═════ Data for the task

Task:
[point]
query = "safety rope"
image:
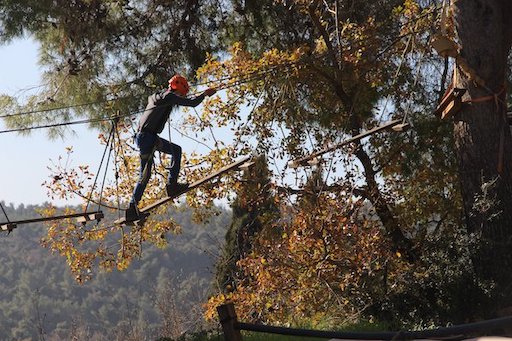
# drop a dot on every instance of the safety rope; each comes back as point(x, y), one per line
point(110, 135)
point(5, 213)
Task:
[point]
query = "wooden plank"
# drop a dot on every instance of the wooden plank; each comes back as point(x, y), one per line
point(4, 226)
point(304, 160)
point(8, 226)
point(192, 186)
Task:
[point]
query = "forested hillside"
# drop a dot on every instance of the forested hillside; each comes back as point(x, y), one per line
point(158, 296)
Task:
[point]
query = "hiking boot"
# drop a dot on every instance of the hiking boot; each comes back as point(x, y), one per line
point(176, 189)
point(132, 213)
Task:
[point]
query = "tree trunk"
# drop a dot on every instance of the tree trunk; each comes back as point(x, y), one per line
point(483, 140)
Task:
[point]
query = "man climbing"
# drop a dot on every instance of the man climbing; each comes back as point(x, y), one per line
point(151, 124)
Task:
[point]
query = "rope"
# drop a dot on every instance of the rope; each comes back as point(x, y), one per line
point(114, 127)
point(99, 168)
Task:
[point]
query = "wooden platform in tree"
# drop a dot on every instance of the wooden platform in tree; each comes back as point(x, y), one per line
point(240, 164)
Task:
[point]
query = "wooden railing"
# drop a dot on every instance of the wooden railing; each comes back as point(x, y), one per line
point(231, 328)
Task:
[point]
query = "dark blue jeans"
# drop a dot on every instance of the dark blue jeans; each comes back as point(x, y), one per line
point(148, 143)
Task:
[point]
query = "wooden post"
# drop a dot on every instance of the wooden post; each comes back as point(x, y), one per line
point(227, 317)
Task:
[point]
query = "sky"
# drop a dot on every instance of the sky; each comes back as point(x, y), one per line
point(25, 158)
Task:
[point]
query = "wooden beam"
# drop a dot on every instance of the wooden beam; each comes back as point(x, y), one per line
point(219, 172)
point(304, 160)
point(90, 217)
point(13, 224)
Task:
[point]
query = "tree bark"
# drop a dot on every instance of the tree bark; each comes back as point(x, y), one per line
point(483, 140)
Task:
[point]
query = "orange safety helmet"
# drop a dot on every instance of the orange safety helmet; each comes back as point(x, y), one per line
point(179, 84)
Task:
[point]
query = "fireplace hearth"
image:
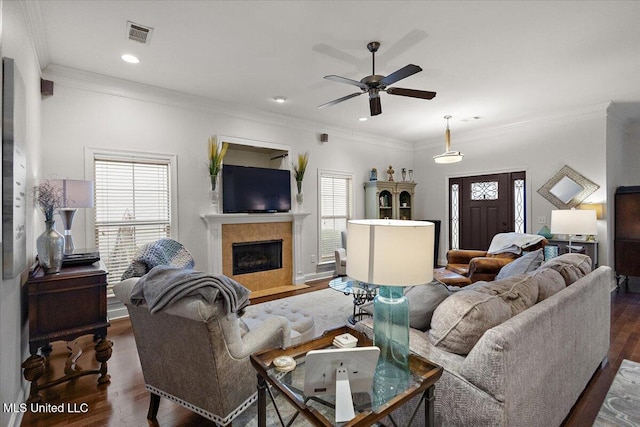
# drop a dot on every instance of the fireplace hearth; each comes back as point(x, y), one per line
point(252, 257)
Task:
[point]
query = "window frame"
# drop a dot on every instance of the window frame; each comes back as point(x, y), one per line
point(351, 206)
point(92, 154)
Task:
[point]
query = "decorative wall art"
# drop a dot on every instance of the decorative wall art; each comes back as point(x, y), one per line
point(14, 171)
point(567, 188)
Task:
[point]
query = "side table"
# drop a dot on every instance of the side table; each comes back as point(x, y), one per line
point(362, 293)
point(422, 378)
point(65, 306)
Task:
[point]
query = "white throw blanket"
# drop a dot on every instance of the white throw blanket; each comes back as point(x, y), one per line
point(512, 242)
point(164, 284)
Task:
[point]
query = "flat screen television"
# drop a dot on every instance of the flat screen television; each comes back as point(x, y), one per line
point(248, 189)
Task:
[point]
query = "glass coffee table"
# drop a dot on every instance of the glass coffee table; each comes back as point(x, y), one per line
point(320, 410)
point(361, 292)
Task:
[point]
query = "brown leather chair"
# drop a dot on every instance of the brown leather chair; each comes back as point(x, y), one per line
point(465, 266)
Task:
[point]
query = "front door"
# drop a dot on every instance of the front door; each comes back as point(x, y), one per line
point(483, 206)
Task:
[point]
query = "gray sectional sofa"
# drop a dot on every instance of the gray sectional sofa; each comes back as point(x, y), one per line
point(518, 351)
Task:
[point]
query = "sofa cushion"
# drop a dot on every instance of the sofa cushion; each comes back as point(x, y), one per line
point(571, 266)
point(549, 282)
point(461, 320)
point(423, 301)
point(520, 292)
point(522, 265)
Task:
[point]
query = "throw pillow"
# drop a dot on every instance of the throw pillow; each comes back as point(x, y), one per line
point(571, 266)
point(423, 301)
point(461, 320)
point(522, 265)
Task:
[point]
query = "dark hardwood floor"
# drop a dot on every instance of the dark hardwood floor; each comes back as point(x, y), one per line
point(124, 402)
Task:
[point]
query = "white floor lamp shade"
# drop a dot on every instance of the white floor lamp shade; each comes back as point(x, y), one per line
point(391, 254)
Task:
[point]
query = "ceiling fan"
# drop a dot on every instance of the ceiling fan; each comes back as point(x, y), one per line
point(375, 83)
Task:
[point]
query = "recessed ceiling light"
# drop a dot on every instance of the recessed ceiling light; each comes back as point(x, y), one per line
point(131, 59)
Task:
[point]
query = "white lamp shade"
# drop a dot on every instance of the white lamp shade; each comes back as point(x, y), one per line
point(75, 193)
point(390, 252)
point(574, 221)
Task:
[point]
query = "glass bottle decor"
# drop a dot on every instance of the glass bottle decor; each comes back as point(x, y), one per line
point(50, 247)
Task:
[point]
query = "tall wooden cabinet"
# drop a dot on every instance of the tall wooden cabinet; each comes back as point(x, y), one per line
point(627, 231)
point(389, 199)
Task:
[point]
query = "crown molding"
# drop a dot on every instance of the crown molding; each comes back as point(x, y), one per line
point(588, 112)
point(99, 83)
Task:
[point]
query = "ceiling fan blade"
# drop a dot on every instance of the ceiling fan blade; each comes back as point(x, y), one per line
point(424, 94)
point(347, 81)
point(375, 106)
point(404, 72)
point(344, 98)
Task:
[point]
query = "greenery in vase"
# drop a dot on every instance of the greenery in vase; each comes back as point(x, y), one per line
point(48, 197)
point(300, 168)
point(216, 154)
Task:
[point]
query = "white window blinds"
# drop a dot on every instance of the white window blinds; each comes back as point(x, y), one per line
point(336, 207)
point(132, 208)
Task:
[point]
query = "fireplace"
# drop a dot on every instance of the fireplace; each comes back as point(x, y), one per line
point(252, 257)
point(226, 229)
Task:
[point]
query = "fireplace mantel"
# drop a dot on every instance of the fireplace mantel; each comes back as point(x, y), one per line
point(214, 223)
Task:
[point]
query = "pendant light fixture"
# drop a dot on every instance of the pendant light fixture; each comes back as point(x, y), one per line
point(448, 156)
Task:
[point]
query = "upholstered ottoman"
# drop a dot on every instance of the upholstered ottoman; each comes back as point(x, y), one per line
point(302, 323)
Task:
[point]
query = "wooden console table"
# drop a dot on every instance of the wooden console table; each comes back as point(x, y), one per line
point(65, 306)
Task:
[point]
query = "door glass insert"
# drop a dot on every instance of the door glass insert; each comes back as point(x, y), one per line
point(455, 215)
point(484, 190)
point(518, 205)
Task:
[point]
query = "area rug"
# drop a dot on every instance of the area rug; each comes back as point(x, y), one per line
point(621, 406)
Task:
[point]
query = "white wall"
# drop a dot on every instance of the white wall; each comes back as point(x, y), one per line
point(540, 147)
point(13, 322)
point(632, 171)
point(120, 115)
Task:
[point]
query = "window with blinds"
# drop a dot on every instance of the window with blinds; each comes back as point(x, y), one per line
point(132, 207)
point(336, 208)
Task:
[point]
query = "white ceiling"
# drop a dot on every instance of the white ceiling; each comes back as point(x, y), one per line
point(504, 61)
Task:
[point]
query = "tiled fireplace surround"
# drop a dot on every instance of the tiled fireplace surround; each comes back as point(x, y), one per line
point(226, 229)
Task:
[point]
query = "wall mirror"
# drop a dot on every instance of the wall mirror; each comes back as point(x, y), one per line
point(567, 188)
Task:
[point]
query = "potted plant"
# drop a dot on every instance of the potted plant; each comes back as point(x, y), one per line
point(300, 168)
point(50, 244)
point(216, 154)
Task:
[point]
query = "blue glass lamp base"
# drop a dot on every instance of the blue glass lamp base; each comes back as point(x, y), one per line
point(391, 335)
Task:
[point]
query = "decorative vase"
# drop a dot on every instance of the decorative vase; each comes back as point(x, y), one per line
point(214, 193)
point(50, 247)
point(299, 200)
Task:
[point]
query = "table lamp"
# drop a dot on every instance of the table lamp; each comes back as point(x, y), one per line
point(391, 254)
point(573, 221)
point(75, 194)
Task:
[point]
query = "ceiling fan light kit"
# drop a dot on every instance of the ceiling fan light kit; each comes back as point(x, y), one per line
point(375, 83)
point(448, 156)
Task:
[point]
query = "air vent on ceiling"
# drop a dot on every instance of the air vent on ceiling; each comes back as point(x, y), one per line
point(138, 33)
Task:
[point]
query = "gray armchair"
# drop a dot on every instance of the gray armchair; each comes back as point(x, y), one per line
point(341, 256)
point(196, 355)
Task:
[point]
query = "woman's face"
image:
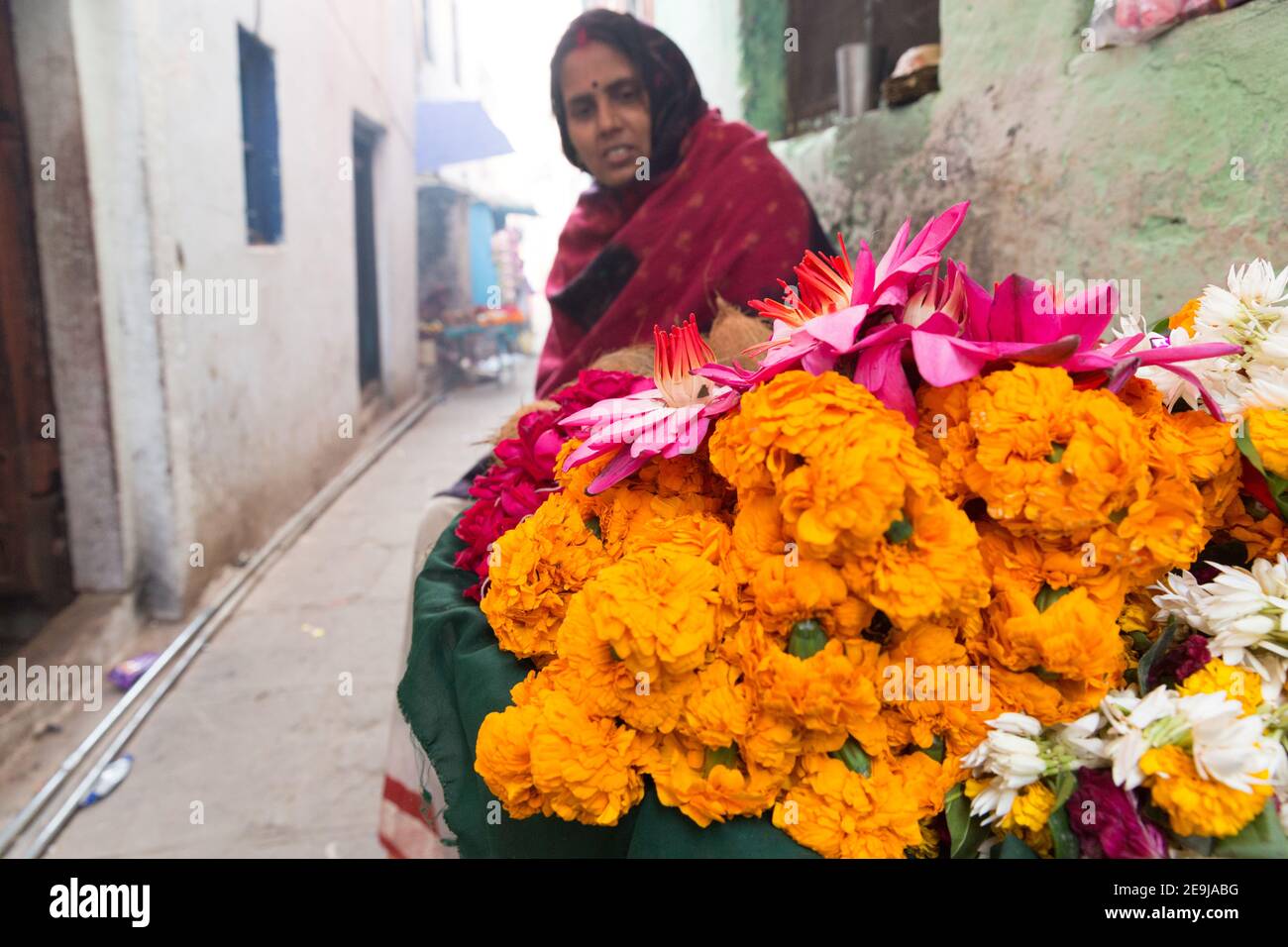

══════════

Give back exactly the lines from the one that contains "# drop a dot on every instance of the decorative vase;" to the final line of the data above, both included, with all pictures removed.

### Solution to this problem
# drop a dot on every instance of the decorative vase; each comes back as point(x, y), one per line
point(214, 193)
point(50, 247)
point(299, 200)
Task:
[point]
query = "table lamp"
# drop a dot on every instance of the table lamp; each comes back as point(x, y), one per line
point(391, 254)
point(573, 221)
point(75, 194)
Task:
[point]
query = "ceiling fan light kit"
# drop a dot on every instance of the ceiling fan light kit; each comes back as point(x, y), one per line
point(375, 83)
point(448, 156)
Task:
[point]
query = "air vent on ceiling"
# drop a dot on every instance of the air vent on ceiling; each comes back as point(x, y), one per line
point(138, 33)
Task:
[point]
query = "gray armchair"
# drop a dot on every instance of the gray armchair; each comes back as point(x, y), one per line
point(341, 256)
point(196, 355)
Task:
[point]
query = "woman's face"
image:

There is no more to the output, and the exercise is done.